[START Document]
He was questioned as to whether they explored any other territory or harbor of the Indies or any other parts before they arrived at this coast, and how long they were on the way. he said that after they left New Havre they neither entered any other harbor nor explored any other territory than this coast of Florida; that he had heard the pilot call the first land they saw Cape Florida near the Bahama Channel; that they were two and a half months on the way from France to this land. Asked whether they met on the ocean any other ship, he replied that he heard it said that the large galleass, having gotten separated from the small one in which he was, had met off Bermuda a Spanish vessel which was returning from the Indies, but that the French captain and his men did not wish to take the ship nor attack her; that they saw no other ship during the voyage.

He was asked whether any Spaniard came in the galleasses or whether the people were all French, also whether they were Protestants. He replied that the pilot they brought was a Spaniard called Bartolomé who had with him a son called Bartolomé, and that he heard it said that they were from Seville; that there was one Englishman and that all the rest were Frenchmen and almost all were Protestants; that there was one among them who preached the doctrines of Luther.

He was questioned as to whether the Frenchmen made a settlement or built a fort or set up anywhere any markers bearing the arms of France, and if so, in what places and on what harbors they placed them and where they are; whether there are other Frenchmen besides himself or what has become of the others. He answered that they set up a stone marker bearing the arms of France in the place on the coast where they first explored; that the galleasses entered a harbor three or four leagues south of this one and there set up another marker like the first one, that on a river a little nearer this way, on the same bay they build an enclosed house of wood and earth covered with straw with a moat around it, with four bastions, and on them two brass falcons and six small iron culverins; that twenty-six men remained in this house and fort and the others returned to France; that Captain Ribaut commanded them to remain there and promised that within six months, for which length of time he left them supplies, he would return from France with more ships and many people, with cattle and other things, to settle that land. They did not set up any more markers, and of the five they brought from France three were taken back in the galleasses.

Asked whether he would know how to go where the fort and the markers are and in what latitude they are, he replied that he would know quite well how to go to the fort and to one of the markers, that it was possible to go up the river to them without going out to sea; that he saw the Spanish pilot and two Frenchmen calculate the latitude in the harbor, that the Spaniard said it was thirty-two and a quarter and that the Frenchmen said it was exactly thirty-two; that the other marker is where he has said, but that he does not know in what latitude it is nor whether he could find the spot unless he could see the river there which he would recognize.
[END Document]
> **Required actions**:
1 > Rewrite the stretch of the testimony from "He was asked" through "doctrines of Luther.", changing "Protestants" to "Huguenots".
2 > Pick out every line of the rows that contains the string "dark", treating uppercase and lowercase as different.
The testimony and the rows are unrelated to each other.
[START Given information]
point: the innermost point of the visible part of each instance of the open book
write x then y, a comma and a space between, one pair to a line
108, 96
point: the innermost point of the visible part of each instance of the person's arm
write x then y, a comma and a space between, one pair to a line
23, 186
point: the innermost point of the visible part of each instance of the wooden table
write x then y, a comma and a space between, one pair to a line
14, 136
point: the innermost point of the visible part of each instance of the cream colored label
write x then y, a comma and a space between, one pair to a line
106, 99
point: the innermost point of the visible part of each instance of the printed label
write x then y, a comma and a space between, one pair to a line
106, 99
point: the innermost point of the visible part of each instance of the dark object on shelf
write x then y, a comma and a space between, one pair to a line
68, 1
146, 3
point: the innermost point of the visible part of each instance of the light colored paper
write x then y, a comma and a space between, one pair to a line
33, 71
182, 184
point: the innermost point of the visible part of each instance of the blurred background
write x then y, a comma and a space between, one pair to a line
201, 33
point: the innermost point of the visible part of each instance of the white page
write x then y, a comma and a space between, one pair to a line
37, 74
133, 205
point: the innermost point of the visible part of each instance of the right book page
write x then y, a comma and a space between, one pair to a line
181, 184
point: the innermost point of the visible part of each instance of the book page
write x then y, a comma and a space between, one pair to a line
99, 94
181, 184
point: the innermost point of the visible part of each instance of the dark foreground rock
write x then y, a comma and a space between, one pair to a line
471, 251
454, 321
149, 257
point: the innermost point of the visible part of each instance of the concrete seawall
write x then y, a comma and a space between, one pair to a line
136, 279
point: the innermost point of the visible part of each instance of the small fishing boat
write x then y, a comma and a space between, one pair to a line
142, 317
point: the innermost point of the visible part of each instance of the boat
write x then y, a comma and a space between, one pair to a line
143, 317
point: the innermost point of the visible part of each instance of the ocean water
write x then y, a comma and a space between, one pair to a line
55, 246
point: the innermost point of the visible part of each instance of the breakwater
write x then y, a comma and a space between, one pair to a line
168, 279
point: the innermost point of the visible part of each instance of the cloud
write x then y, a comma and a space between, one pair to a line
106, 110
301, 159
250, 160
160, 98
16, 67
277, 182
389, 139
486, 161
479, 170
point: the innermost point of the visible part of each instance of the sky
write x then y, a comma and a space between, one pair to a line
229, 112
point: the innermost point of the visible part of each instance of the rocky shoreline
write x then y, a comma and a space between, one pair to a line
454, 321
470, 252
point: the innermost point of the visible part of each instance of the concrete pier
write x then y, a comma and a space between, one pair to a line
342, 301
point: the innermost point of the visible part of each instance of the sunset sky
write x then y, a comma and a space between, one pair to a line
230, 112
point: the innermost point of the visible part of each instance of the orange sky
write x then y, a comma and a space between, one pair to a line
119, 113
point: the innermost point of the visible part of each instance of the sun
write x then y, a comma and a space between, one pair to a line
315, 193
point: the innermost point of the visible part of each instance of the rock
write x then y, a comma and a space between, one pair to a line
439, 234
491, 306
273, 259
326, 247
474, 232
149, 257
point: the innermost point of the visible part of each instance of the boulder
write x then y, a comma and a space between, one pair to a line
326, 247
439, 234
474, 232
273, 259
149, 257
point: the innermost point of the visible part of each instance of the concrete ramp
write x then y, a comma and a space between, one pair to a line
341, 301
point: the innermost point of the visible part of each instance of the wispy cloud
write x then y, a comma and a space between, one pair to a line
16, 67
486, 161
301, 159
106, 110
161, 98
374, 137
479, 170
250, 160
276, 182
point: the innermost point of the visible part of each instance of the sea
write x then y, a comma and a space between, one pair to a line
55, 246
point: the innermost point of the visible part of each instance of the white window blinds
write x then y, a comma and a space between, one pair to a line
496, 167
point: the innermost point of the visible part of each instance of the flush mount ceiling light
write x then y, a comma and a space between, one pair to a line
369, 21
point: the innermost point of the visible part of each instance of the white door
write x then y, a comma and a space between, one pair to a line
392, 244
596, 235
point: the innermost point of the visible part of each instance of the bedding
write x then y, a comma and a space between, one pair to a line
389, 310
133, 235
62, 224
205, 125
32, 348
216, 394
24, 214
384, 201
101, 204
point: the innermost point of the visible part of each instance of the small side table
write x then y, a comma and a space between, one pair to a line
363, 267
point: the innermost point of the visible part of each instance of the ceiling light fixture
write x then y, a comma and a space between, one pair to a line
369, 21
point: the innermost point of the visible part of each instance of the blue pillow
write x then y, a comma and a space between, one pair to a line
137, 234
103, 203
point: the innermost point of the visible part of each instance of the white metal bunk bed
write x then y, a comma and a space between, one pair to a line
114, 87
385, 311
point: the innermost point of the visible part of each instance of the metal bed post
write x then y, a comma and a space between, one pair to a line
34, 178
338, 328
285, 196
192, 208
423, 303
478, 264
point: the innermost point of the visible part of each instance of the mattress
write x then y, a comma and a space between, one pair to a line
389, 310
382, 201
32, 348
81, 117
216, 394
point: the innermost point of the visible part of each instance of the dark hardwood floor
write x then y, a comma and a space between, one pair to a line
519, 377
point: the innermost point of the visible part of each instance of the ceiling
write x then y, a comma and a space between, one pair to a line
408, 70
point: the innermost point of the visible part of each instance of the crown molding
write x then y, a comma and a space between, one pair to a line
[END Given information]
> **Answers to each task**:
1 >
He was asked whether any Spaniard came in the galleasses or whether the people were all French, also whether they were Huguenots. He replied that the pilot they brought was a Spaniard called Bartolomé who had with him a son called Bartolomé, and that he heard it said that they were from Seville; that there was one Englishman and that all the rest were Frenchmen and almost all were Huguenots; that there was one among them who preached the doctrines of Luther.

2 >
point: the innermost point of the visible part of each instance of the dark object on shelf
point: the innermost point of the visible part of each instance of the dark foreground rock
point: the innermost point of the visible part of each instance of the dark hardwood floor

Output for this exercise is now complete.